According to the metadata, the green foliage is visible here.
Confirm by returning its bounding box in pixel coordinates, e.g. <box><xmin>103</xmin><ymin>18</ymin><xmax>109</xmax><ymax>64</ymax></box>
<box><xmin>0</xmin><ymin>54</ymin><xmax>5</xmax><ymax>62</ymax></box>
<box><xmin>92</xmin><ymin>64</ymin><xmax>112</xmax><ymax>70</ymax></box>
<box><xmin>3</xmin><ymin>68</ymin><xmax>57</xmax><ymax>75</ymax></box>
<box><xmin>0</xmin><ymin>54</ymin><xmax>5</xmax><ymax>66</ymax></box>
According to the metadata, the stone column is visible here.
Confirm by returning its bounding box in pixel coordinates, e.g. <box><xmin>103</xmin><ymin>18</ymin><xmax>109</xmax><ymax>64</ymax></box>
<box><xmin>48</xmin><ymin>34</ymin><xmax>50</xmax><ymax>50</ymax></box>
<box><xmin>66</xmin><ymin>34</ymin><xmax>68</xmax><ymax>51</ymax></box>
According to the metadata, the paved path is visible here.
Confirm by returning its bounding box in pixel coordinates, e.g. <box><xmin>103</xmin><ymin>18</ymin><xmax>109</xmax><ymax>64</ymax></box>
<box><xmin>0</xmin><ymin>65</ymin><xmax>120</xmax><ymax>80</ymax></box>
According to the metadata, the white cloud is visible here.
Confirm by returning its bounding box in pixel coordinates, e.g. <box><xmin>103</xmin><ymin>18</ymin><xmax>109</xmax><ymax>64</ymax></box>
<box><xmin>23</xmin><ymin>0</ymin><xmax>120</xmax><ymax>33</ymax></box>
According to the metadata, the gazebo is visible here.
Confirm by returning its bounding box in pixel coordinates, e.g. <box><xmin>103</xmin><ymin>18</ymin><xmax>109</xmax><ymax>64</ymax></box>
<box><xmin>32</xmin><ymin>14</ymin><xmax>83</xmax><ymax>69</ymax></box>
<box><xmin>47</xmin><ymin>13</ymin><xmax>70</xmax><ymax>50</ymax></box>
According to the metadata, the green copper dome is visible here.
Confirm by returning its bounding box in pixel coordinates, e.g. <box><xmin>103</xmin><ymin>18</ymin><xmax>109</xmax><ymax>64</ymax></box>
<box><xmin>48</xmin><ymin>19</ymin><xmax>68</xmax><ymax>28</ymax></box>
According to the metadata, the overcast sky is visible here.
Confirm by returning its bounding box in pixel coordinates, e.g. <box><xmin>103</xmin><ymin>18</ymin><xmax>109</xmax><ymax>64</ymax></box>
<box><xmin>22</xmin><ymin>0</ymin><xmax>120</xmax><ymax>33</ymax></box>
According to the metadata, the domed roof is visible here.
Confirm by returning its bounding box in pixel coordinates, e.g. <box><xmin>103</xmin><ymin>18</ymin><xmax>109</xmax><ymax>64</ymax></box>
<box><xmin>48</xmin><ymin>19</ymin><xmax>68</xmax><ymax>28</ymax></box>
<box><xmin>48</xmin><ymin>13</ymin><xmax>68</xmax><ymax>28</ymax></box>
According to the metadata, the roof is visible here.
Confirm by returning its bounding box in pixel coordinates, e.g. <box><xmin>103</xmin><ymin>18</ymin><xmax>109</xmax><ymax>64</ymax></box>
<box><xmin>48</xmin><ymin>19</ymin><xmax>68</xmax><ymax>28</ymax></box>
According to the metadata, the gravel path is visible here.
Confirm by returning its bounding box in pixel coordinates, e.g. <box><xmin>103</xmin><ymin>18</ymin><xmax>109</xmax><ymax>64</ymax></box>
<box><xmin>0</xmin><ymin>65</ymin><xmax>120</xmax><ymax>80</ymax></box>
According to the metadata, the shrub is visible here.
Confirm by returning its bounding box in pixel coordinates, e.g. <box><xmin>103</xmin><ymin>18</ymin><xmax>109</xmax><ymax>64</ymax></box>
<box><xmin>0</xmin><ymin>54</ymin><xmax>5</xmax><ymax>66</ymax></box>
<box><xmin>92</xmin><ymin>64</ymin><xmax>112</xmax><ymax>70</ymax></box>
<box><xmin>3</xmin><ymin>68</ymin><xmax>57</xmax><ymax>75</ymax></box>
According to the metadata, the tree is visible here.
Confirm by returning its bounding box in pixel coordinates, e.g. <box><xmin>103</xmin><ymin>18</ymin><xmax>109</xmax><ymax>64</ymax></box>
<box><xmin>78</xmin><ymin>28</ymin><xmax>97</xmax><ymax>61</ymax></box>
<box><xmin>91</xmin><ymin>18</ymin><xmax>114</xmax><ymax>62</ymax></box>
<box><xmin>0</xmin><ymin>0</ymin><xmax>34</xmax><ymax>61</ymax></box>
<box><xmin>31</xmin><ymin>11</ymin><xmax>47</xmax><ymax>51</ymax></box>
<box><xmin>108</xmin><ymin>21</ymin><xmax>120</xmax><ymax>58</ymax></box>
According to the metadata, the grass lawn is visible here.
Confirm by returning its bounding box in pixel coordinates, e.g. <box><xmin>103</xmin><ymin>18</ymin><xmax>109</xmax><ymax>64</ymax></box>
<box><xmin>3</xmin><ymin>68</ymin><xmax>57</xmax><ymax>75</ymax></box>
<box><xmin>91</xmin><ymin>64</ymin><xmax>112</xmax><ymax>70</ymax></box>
=-=-=
- _EXERCISE_
Rewrite the rows from the line containing "According to the metadata, the grass" through the end of the rows, requests included, multiplying every pixel coordinate in the answer boxes by 1.35 and rounding to whole numbers, with halves rounded up. Leave the sample box inside the request unchanged.

- _TASK ANSWER_
According to the metadata, the grass lawn is visible here.
Confirm by returning its bounding box in pixel coordinates, e.g. <box><xmin>103</xmin><ymin>18</ymin><xmax>109</xmax><ymax>64</ymax></box>
<box><xmin>4</xmin><ymin>92</ymin><xmax>77</xmax><ymax>101</ymax></box>
<box><xmin>123</xmin><ymin>86</ymin><xmax>151</xmax><ymax>95</ymax></box>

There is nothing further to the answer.